[start SOURCE PASSAGE]
State v. Patterson

Decision Date10 December 2018
Docket NumberNo. M2016-01716-SC-R11-CD,M2016-01716-SC-R11-CD
Citation564 S.W.3d 423
Parties STATE of Tennessee v. Jonathan David PATTERSON
CourtTennessee Supreme Court

Seth Clayton Crabtree, Cookeville, Tennessee, for the appellant, Jonathan David Patterson.

Herbert H. Slatery III, Attorney General and Reporter; Andrée S. Blumstein, Solicitor General; Alexander C. Vey, Assistant Attorney General; Bryant C. Dunaway, District Attorney General; Bret Gunn, Assistant District Attorney General, for the appellee, State of Tennessee.

Cornelia A. Clark, J., delivered the opinion of the court, in which Jeffrey S. Bivins, C.J., and Sharon G. Lee, Holly Kirby, and Roger A. Page, JJ., joined.

Cornelia A. Clark, J.

We granted this appeal to determine what showing, if any, a defendant must make to prevail on a motion for reduction of sentence under Rule 35 of the Tennessee Rules of Criminal Procedure, where the defendant pleaded guilty without an agreement as to sentencing, pursuant to Tennessee Rule of Criminal Procedure 11(c)(1)(B). The Court of Criminal Appeals held that a defendant must present post-sentencing information or developments warranting a reduction of sentence to prevail on a Rule 35 motion. We disagree and limit this standard to Rule 35 motions seeking reduction of specific sentences imposed in exchange for guilty pleas, pursuant to Tennessee Rule of Criminal Procedure 11(c)(1)(C). Accordingly, we reverse the judgment of the Court of Criminal Appeals and reinstate the trial court’s judgment granting the defendant’s Rule 35motion and reducing his aggregate sentence.

I. Factual and Procedural Background

The relevant facts are not disputed. In July 2015, the defendant, Jonathan David Patterson, broke into several cars and a building in Putnam County. He stole two vehicles and also stole property from inside the vehicles and the building. When the police apprehended the defendant with some of the stolen property in his possession, he led them to more of the stolen property and to several locations where the crimes were committed. He also made statements to the police implicating himself in the crimes.
[end SOURCE PASSAGE]
• _REQUEST 1_
Answer these questions from the court opinion:
(a) Which court decided the case?
(b) Which justice delivered the opinion of the court?
(c) In which county did the defendant break into several cars and a building?
• _REQUEST 2_
Reproduce the court opinion word for word, from "The relevant facts" to "in the crimes.".
The listing that comes next is not needed for any of this work.
[start EXTRACTED MATERIAL]
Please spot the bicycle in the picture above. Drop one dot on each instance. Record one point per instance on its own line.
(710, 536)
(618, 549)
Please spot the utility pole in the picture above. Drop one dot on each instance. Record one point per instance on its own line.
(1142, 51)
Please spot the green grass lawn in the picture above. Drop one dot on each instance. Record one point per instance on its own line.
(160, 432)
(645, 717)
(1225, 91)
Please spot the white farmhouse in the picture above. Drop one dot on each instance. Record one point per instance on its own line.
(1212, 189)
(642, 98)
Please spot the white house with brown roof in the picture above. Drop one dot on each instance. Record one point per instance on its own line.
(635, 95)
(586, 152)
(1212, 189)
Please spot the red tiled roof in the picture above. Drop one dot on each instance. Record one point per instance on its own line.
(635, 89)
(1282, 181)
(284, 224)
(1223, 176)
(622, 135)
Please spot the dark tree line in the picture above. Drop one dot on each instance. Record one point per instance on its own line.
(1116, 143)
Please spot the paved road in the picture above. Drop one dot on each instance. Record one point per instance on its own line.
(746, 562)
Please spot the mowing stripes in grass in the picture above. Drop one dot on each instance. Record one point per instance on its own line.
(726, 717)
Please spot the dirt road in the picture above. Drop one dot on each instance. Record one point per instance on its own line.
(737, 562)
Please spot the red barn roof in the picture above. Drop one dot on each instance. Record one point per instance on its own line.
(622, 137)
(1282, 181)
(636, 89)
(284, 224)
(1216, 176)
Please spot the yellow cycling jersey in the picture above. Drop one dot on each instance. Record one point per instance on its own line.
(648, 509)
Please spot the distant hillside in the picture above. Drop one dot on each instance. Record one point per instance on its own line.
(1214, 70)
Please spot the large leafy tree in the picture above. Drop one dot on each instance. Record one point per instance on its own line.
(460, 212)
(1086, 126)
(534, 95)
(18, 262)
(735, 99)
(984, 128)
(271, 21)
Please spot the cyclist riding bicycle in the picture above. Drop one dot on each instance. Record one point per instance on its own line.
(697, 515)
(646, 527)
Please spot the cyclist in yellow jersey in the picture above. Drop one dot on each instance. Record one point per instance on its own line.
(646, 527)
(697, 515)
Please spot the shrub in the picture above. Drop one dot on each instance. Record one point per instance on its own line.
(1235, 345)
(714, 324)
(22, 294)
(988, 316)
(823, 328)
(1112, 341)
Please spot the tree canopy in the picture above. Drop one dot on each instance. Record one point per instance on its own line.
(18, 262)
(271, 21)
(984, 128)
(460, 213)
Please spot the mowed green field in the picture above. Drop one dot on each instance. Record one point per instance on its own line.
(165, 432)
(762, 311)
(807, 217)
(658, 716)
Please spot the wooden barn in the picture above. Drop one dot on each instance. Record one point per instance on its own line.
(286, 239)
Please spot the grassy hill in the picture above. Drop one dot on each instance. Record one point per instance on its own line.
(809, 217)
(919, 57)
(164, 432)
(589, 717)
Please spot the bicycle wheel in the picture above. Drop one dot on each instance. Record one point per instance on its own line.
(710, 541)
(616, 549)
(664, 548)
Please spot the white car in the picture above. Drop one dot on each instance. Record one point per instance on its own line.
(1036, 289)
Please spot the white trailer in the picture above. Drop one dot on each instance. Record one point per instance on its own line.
[end EXTRACTED MATERIAL]
• _WRITTEN RESPONSE 1_
(a) The Tennessee Supreme Court
(b) Cornelia A. Clark, J.
(c) Putnam County

• _WRITTEN RESPONSE 2_
The relevant facts are not disputed. In July 2015, the defendant, Jonathan David Patterson, broke into several cars and a building in Putnam County. He stole two vehicles and also stole property from inside the vehicles and the building. When the police apprehended the defendant with some of the stolen property in his possession, he led them to more of the stolen property and to several locations where the crimes were committed. He also made statements to the police implicating himself in the crimes.